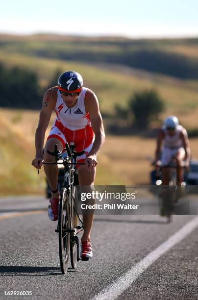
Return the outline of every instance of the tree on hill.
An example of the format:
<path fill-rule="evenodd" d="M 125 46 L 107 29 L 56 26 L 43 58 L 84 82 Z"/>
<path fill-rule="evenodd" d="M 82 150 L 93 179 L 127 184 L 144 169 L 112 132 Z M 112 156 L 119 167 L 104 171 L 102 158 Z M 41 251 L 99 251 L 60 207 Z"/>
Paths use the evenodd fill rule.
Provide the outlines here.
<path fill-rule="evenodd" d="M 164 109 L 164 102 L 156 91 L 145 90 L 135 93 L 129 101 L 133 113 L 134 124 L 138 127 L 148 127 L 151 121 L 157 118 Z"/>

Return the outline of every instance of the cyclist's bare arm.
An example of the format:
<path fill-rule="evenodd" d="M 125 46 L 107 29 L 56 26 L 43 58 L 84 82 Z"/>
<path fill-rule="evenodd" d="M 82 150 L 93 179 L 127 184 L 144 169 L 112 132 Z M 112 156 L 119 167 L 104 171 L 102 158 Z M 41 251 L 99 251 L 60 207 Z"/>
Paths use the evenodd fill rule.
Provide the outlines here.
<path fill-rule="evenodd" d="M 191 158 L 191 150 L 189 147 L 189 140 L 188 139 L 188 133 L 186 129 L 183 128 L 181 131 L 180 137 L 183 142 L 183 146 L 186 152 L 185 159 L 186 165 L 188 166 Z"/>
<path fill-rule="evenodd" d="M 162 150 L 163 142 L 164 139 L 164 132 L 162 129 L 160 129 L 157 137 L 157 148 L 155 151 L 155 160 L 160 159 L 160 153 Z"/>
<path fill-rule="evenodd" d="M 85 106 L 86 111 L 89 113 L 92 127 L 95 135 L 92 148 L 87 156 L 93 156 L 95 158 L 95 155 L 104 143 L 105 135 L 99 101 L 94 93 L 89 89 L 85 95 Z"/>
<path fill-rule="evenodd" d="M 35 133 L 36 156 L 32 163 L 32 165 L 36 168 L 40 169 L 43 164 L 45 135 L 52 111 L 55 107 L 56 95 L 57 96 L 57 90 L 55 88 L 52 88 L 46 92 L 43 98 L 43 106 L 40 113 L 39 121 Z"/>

- - - -

WHAT TO PRODUCE: Reproduce every line from the start of the entries through the line containing "164 109 L 164", including the requests, and omit the pictures. Multiply each coordinate in the answers by 2.3 and round it to a whole number, with halves rounded up, but leave the numbers in the requests and the format samples unchanged.

SOLUTION TO THIS TASK:
Return the outline of every instance of the tree on hill.
An example of the format:
<path fill-rule="evenodd" d="M 125 46 L 107 29 L 56 26 L 43 58 L 84 82 Z"/>
<path fill-rule="evenodd" d="M 82 150 L 93 179 L 127 184 L 144 169 L 112 132 Z M 112 156 L 119 167 L 104 171 L 102 158 Z M 41 251 L 99 251 L 60 207 Z"/>
Paths use the evenodd fill rule.
Provide the outlines here.
<path fill-rule="evenodd" d="M 377 251 L 377 235 L 359 209 L 334 207 L 311 214 L 297 232 L 306 260 L 308 285 L 317 292 L 340 292 L 347 278 L 361 271 Z"/>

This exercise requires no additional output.